» **Activity A**
List every hyphenated word in the comment below, leaving out the web address.
» **Activity B**
Rewrite the comment below between "From: [identity profile]" and "down the loo.", inclusive, swapping "pills" for "tablets".

» **Passage shown**
· · · · ·
Date: Tuesday, 11 October 2011 09:33 am (UTC)
From: [identity profile] dicedcaret.livejournal.com
It's the 'disconnected' that's making me panic. Are any of these individuals aware of the sum total of pills entering your system? The further risk is that with this many pharmacological variables it's impossible to predict their interactions and side-effects.

As for the 'necessary', I must respectfully disagree. (4) and (5) are temporary at least, and the Warfarin is at least intended to save your life. The rest should be flushed down the loo.

Here's my working-out:
To take any drug on the off-chance that it may prevent something is a huge no-no.
Vitamin supplements are the modern-day snake-oil. They're not even harmless, but in some cases make things worse. http://www.bbc.co.uk/news/health-15238610

Once your tooth is sorted out perhaps try a month without anything other than the warfarin?

Date: Tuesday, 11 October 2011 10:59 am (UTC)
· · · · ·
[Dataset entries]
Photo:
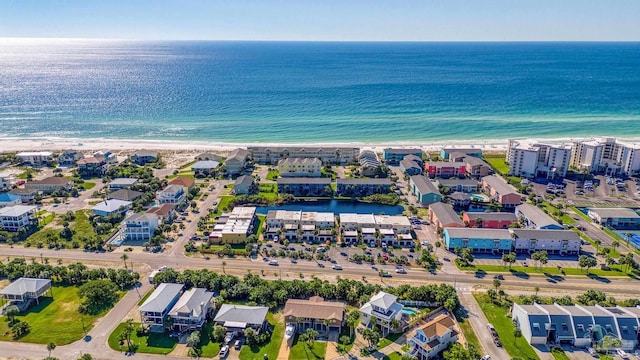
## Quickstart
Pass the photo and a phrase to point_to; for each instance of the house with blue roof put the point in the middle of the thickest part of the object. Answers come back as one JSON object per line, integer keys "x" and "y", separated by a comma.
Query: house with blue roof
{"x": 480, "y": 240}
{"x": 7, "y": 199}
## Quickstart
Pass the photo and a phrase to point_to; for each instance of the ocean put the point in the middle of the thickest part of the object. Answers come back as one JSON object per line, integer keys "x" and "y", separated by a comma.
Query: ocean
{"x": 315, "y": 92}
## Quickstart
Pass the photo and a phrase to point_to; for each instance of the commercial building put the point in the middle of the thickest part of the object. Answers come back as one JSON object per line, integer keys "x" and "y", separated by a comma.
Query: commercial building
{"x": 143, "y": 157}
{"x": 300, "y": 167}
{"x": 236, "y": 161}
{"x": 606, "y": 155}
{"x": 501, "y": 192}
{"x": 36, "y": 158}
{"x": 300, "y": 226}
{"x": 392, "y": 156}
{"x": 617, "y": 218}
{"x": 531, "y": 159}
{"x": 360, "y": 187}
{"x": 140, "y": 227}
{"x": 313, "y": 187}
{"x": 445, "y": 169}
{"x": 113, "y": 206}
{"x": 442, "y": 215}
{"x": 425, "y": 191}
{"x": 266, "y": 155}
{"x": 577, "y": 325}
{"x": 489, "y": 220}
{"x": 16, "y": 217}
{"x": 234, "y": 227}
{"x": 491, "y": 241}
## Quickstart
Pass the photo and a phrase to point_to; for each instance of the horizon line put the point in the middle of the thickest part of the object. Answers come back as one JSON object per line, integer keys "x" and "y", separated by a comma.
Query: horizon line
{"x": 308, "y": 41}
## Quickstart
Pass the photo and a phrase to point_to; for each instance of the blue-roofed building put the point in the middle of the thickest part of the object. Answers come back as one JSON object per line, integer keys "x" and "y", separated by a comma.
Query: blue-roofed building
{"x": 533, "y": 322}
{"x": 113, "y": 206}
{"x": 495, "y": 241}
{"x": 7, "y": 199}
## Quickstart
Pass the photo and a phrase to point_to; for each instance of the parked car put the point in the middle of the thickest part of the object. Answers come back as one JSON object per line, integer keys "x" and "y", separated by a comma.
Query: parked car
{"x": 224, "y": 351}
· · · · ·
» **Answer area A**
side-effects, working-out, off-chance, no-no, modern-day, snake-oil

» **Answer area B**
From: [identity profile] dicedcaret.livejournal.com
It's the 'disconnected' that's making me panic. Are any of these individuals aware of the sum total of tablets entering your system? The further risk is that with this many pharmacological variables it's impossible to predict their interactions and side-effects.

As for the 'necessary', I must respectfully disagree. (4) and (5) are temporary at least, and the Warfarin is at least intended to save your life. The rest should be flushed down the loo.